Work to be completed
How many lines in the rows below contain the string "fishing"? Reply with the number only.

Bounding-box records:
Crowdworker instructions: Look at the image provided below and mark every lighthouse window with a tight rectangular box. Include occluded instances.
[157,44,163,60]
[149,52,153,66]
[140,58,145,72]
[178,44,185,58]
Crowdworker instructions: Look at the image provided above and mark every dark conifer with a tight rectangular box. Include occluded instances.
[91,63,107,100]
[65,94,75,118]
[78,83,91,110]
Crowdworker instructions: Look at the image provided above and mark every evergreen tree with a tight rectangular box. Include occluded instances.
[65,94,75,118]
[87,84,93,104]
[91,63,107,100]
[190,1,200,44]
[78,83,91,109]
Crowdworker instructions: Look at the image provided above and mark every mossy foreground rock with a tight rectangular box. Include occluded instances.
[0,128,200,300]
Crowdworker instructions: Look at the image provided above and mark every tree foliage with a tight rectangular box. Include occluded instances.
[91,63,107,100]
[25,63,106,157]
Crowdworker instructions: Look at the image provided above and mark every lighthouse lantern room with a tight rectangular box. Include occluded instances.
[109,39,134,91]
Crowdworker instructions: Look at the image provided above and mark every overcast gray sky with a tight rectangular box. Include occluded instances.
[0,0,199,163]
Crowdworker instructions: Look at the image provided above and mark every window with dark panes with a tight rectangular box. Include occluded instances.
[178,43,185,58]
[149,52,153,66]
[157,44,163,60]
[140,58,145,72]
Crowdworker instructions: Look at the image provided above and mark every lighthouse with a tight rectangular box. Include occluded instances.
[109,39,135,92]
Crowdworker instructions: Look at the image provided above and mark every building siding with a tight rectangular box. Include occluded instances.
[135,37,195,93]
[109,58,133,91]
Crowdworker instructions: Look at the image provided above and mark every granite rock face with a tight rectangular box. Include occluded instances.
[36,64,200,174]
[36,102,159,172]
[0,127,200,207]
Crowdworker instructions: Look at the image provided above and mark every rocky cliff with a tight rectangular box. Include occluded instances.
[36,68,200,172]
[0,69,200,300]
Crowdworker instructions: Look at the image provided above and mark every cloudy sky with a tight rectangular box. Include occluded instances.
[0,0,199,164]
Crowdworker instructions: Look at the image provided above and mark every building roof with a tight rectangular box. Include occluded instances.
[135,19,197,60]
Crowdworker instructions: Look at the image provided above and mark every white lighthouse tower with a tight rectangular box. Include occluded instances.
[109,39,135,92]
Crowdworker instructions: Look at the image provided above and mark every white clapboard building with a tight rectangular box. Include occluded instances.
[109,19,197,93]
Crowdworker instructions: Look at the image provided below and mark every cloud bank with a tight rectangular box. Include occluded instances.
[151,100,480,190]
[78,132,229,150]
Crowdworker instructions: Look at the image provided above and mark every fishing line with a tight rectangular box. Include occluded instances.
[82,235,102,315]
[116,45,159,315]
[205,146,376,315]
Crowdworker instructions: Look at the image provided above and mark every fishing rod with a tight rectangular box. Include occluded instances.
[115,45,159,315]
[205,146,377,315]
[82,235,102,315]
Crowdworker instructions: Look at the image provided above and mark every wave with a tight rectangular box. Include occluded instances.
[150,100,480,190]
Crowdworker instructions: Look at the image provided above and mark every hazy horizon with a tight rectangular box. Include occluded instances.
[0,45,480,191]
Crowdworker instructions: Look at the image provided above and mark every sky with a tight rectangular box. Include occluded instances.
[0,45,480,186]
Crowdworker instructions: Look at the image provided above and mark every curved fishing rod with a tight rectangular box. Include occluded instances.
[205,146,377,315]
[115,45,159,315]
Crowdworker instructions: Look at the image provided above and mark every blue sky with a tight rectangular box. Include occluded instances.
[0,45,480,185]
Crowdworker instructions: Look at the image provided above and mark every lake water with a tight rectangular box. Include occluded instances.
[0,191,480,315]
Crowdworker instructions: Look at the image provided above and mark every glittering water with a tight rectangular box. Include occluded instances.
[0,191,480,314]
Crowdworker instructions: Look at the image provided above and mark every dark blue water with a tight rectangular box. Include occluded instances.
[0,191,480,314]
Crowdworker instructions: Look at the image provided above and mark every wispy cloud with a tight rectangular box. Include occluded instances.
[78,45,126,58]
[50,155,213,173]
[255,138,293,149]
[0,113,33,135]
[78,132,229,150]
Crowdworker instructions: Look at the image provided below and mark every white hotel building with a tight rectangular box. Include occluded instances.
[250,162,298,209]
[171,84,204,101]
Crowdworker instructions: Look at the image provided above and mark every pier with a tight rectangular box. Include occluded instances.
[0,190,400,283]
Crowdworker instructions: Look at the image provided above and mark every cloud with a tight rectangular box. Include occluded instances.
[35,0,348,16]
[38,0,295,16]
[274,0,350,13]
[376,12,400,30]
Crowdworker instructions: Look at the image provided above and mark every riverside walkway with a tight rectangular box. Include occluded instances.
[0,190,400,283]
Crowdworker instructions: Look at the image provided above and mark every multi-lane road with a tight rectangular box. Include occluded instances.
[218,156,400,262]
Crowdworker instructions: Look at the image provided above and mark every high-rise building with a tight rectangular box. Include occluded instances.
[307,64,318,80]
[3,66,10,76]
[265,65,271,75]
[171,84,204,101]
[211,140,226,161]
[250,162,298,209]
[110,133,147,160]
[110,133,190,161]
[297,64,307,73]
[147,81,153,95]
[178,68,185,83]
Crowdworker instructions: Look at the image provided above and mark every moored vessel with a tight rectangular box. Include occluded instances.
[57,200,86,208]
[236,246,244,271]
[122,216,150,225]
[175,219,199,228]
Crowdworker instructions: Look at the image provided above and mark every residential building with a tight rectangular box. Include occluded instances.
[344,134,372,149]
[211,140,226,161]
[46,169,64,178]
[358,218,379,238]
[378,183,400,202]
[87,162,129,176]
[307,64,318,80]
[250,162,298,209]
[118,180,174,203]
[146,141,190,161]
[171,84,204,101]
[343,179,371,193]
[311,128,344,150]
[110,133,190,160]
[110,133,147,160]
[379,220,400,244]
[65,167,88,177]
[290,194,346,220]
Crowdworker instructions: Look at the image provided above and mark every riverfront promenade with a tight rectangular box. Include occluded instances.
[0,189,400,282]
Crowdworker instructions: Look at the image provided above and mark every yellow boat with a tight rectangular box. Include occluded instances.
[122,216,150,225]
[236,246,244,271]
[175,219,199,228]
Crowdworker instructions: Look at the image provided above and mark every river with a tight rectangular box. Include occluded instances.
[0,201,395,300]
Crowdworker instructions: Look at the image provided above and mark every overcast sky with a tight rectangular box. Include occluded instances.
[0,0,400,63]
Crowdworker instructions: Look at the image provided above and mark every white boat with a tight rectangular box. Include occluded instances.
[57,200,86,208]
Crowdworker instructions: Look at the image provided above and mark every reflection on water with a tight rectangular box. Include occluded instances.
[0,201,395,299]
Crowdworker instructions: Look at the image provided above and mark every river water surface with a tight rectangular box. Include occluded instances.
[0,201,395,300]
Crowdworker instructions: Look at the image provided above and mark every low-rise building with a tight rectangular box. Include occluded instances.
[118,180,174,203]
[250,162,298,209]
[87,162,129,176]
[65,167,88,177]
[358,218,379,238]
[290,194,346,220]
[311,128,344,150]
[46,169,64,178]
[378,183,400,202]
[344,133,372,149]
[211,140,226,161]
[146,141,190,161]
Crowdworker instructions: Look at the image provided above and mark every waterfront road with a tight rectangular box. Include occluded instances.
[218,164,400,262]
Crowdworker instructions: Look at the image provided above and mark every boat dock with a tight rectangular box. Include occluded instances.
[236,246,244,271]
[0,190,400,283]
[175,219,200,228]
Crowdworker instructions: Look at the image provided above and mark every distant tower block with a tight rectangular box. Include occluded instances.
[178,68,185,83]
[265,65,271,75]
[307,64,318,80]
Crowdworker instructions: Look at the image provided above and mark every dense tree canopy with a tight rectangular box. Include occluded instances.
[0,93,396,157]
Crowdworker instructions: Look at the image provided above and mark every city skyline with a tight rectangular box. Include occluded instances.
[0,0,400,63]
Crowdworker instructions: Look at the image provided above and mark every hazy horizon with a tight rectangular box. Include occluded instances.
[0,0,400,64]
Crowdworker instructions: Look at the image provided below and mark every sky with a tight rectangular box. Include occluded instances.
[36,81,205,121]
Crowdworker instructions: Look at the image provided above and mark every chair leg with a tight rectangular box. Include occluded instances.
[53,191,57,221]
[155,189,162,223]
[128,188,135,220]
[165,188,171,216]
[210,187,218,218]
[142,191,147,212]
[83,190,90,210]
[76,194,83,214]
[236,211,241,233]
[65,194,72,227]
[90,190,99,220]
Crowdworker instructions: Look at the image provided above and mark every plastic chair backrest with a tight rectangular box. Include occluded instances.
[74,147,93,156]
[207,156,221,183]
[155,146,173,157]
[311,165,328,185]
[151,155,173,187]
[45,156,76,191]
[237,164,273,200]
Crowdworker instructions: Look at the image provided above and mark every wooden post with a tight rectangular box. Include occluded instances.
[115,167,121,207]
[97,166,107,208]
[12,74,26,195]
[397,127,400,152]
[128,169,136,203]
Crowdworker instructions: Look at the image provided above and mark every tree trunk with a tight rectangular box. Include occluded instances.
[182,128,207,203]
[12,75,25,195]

Answer in full
3